### STATED TASK
Count the lines in the entries below that contain the word "hillside", and give only that number.

### TASK INPUTS
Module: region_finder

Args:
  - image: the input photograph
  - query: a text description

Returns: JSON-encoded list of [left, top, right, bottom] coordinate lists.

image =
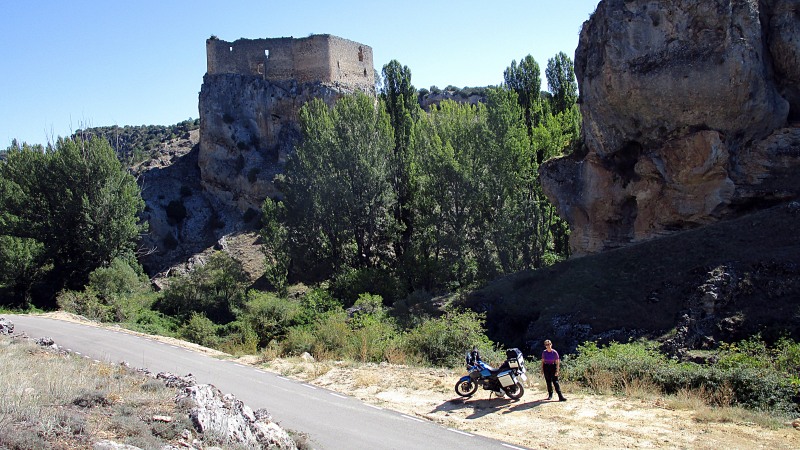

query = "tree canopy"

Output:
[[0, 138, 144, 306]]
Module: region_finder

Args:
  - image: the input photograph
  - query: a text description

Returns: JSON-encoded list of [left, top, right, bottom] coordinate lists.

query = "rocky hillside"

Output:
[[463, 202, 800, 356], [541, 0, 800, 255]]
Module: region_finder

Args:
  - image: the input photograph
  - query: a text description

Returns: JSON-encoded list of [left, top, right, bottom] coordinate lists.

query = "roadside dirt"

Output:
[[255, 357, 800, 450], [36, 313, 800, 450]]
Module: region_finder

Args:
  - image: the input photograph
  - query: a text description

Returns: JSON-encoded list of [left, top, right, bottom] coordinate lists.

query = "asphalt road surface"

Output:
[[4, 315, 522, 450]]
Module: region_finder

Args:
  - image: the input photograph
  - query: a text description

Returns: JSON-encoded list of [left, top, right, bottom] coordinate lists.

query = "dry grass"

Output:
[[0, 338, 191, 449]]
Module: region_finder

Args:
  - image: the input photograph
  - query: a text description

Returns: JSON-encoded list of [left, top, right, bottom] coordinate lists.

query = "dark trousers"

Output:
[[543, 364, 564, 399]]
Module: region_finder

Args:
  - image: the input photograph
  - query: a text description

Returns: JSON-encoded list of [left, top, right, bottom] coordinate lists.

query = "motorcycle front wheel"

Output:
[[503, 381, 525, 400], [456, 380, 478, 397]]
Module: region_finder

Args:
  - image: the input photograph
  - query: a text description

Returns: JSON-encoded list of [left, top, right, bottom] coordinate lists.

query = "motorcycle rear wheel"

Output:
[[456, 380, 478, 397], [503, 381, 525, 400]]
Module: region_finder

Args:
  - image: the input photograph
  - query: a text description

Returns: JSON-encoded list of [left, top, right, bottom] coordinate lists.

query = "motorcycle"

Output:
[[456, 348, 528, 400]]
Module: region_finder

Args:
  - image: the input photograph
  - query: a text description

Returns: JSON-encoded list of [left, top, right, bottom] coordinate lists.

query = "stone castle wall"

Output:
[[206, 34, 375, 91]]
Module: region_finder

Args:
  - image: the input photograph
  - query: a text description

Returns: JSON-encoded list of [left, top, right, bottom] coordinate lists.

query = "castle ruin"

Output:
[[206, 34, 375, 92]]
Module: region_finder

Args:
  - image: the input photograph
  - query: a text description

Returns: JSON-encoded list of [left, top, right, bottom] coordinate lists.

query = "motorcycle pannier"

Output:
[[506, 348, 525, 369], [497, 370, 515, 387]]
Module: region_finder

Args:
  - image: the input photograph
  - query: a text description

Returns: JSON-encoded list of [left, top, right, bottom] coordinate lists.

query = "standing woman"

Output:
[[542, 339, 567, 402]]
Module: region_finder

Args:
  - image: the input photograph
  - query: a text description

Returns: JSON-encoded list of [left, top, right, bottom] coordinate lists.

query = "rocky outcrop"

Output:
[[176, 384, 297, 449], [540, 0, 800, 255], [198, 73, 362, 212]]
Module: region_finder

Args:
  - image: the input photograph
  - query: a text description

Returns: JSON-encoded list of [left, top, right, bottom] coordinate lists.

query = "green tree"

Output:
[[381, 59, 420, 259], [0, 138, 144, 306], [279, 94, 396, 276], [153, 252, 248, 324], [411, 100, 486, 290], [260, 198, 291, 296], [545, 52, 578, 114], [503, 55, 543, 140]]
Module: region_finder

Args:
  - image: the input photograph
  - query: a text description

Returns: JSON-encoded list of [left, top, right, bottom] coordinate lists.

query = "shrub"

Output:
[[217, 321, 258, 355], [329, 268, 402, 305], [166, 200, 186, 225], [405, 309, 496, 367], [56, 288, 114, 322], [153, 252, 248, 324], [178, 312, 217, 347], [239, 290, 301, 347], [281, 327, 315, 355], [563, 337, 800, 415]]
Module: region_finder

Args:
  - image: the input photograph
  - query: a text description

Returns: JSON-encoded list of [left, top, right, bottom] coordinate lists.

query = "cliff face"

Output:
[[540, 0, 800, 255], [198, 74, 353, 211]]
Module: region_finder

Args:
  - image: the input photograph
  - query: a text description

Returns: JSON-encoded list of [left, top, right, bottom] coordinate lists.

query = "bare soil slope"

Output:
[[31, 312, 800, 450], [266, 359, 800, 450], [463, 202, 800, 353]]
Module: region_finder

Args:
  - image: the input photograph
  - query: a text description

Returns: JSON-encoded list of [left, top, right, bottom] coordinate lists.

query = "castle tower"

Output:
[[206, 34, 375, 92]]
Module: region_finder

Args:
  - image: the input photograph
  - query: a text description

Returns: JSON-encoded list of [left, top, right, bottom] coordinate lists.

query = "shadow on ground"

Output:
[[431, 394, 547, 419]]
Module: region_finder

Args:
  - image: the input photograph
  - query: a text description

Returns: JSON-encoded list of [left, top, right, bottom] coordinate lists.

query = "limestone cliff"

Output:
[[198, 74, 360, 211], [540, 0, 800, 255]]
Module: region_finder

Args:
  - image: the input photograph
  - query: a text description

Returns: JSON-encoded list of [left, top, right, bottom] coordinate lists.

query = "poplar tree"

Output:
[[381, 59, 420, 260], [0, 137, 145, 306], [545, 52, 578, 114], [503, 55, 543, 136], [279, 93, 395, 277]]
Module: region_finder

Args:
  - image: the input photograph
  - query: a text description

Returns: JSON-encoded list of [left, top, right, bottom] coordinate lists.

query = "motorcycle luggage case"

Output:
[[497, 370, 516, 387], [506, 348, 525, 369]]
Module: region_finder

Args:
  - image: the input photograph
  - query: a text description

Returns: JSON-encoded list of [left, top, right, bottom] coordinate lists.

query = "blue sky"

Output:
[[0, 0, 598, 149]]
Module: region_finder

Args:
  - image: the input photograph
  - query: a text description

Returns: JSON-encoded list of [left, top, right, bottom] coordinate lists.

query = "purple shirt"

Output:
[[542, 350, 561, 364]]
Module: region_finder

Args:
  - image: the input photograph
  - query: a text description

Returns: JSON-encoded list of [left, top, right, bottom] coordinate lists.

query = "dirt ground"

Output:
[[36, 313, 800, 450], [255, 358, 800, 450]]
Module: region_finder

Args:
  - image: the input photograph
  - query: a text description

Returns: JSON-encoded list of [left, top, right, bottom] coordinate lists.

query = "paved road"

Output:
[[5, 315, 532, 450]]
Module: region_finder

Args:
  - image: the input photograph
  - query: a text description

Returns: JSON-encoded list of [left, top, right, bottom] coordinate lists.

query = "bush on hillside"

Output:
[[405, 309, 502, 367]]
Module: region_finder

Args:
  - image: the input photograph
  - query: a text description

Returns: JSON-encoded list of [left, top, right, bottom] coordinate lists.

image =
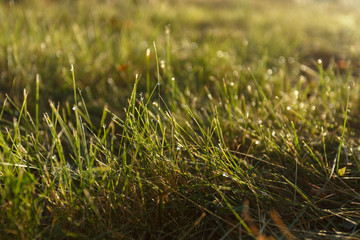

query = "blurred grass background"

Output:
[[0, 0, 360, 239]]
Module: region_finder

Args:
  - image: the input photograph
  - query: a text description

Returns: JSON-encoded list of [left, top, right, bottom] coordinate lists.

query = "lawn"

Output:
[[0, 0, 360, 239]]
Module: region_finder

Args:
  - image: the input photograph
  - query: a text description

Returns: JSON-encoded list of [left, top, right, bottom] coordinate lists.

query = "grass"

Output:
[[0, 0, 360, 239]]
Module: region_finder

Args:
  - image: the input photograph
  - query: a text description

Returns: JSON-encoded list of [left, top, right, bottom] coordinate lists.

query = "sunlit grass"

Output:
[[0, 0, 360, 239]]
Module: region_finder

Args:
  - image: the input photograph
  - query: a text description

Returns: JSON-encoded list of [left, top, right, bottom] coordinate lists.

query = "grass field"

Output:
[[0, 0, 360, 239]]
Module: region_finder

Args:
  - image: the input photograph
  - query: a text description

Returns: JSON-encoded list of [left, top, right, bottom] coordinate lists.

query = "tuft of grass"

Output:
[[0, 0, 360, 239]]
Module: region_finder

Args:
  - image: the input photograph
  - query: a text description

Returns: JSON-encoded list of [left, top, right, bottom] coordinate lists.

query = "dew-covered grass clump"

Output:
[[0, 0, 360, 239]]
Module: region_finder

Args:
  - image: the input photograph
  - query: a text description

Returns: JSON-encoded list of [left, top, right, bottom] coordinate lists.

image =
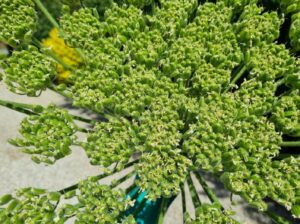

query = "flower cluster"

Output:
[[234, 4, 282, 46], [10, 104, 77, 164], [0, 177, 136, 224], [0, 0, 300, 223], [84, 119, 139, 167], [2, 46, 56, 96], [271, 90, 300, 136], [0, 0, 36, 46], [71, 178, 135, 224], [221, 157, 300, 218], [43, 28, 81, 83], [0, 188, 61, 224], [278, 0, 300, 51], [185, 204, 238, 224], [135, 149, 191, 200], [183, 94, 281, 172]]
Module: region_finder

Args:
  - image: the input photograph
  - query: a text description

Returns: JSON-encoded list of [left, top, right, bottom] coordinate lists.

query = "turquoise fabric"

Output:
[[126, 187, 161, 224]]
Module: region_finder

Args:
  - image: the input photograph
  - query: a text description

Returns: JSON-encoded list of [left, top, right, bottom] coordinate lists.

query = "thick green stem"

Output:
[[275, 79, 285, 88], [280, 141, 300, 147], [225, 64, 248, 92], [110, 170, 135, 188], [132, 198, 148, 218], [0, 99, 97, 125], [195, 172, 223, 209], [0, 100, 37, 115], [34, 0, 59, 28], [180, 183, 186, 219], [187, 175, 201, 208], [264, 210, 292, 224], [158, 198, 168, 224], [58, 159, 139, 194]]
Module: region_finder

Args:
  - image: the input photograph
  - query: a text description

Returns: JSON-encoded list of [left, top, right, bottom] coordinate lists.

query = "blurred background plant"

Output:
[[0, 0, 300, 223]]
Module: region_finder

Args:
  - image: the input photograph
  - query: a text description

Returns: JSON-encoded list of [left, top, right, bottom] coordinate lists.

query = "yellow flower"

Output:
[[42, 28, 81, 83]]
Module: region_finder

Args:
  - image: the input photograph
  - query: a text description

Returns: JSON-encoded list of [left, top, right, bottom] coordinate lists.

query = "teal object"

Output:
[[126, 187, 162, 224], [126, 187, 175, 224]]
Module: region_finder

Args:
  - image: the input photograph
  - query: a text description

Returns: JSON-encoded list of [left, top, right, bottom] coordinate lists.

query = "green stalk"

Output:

### TASK ANSWER
2